Convert the entries into a two-column CSV with the headers text and response. Begin at the line that contains "Reviewer note: confirm that each instance of the construction" and stop after the last entry. Give one row per entry, and put each field in double quotes with any line breaks replaced by spaces.

#### LISTED RECORDS ####

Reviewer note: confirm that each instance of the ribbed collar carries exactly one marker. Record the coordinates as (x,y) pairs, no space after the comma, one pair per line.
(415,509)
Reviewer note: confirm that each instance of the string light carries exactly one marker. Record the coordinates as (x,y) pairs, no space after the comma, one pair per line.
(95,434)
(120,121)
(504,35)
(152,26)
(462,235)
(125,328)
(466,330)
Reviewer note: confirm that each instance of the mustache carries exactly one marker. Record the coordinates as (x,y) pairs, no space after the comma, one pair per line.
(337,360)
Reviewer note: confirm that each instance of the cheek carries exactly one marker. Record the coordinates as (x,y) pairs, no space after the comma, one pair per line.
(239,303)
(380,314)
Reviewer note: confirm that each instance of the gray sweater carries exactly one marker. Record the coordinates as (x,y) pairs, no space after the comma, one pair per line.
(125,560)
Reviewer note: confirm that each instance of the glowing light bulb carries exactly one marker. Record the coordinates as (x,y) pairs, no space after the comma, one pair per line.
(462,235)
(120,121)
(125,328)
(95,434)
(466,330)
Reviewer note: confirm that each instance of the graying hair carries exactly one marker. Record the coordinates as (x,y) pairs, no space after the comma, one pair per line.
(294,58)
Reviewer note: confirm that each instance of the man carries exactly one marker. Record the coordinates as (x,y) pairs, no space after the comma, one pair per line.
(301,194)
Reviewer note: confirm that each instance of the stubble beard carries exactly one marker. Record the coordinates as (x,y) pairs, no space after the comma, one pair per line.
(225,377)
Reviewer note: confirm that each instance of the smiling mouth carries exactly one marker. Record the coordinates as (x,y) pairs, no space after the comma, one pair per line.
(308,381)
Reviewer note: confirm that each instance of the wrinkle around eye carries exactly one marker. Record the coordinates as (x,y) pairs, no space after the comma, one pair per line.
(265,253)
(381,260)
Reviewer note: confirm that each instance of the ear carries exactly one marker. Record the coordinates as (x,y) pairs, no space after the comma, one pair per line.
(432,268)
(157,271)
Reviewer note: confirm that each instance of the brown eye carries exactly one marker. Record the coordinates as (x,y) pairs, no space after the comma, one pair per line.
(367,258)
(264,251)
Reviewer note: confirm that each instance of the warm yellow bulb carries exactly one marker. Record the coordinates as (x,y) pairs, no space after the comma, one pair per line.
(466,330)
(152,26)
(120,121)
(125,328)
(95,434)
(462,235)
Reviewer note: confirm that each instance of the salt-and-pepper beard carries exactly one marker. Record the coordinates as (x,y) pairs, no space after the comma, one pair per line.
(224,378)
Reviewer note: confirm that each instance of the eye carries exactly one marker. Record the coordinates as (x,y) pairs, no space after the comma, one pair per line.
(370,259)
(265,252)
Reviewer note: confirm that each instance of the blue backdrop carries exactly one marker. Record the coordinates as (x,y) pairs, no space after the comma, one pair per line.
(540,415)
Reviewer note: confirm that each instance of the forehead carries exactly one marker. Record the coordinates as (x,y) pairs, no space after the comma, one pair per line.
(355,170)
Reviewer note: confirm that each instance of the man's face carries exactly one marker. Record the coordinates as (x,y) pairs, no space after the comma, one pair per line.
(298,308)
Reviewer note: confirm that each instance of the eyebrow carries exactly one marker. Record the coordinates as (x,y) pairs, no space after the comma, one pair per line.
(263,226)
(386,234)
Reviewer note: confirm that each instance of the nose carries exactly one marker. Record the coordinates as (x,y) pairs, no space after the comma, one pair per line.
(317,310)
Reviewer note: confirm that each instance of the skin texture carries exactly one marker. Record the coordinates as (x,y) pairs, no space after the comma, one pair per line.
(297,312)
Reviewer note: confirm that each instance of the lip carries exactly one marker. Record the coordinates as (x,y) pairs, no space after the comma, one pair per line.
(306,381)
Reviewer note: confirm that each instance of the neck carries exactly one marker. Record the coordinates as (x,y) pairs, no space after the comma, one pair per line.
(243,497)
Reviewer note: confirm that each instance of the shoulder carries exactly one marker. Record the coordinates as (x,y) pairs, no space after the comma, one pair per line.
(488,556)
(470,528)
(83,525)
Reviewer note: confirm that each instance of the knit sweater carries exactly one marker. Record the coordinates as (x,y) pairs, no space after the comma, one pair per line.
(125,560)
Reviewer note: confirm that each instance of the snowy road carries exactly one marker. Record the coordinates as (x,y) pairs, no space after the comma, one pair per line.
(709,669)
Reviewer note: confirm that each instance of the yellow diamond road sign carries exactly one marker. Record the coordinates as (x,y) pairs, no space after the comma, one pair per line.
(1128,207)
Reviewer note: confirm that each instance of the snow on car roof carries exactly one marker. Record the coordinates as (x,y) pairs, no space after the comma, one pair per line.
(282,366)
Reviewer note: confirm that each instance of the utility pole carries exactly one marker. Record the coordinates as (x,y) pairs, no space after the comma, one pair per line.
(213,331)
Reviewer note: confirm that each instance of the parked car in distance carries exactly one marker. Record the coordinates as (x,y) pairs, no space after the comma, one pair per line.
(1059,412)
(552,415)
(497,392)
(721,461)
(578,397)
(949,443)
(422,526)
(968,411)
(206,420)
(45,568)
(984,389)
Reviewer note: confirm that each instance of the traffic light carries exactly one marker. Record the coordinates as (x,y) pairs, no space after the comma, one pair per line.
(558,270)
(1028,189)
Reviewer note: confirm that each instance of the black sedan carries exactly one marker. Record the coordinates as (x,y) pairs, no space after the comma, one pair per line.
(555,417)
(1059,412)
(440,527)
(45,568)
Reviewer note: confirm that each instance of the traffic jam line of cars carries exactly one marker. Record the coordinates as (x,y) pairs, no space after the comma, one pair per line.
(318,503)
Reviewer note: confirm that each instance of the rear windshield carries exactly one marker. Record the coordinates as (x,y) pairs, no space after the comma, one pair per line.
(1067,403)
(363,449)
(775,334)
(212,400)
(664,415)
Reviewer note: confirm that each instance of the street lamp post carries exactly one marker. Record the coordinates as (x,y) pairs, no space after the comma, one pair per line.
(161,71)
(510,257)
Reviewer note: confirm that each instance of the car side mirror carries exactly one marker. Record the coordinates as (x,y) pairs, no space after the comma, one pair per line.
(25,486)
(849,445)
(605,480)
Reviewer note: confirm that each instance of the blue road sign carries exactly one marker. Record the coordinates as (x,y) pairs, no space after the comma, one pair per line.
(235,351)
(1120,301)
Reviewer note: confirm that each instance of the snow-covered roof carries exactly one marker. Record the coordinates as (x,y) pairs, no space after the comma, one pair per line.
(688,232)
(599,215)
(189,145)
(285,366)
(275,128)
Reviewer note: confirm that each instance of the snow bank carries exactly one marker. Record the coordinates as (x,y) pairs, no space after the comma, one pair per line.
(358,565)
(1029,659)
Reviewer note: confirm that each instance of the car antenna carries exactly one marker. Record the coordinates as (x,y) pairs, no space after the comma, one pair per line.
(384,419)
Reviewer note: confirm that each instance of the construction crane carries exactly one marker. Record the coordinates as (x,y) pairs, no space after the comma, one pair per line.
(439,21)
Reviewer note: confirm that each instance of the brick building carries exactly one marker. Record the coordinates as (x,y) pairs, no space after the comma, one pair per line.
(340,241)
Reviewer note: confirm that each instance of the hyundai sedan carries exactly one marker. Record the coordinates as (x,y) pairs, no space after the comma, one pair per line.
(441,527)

####

ANSWER TO THE EXERCISE —
text,response
"Reviewer note: confirm that each instance of the construction crane carries exactly one marker. Record the coordinates as (x,y) pairs, no space after the comma, one pair per line.","(439,21)"
"Reviewer note: confirm that each instance of the brick building carries exactly one marker. Record the coordinates as (x,y) pairs, no space after the comma, one pair per line.","(340,241)"
"Reviewer note: confirm that each instance of the hyundai sedan carries exactly one marker. Record the coordinates as (x,y) pairs, no space after the comma, one pair per line.","(441,527)"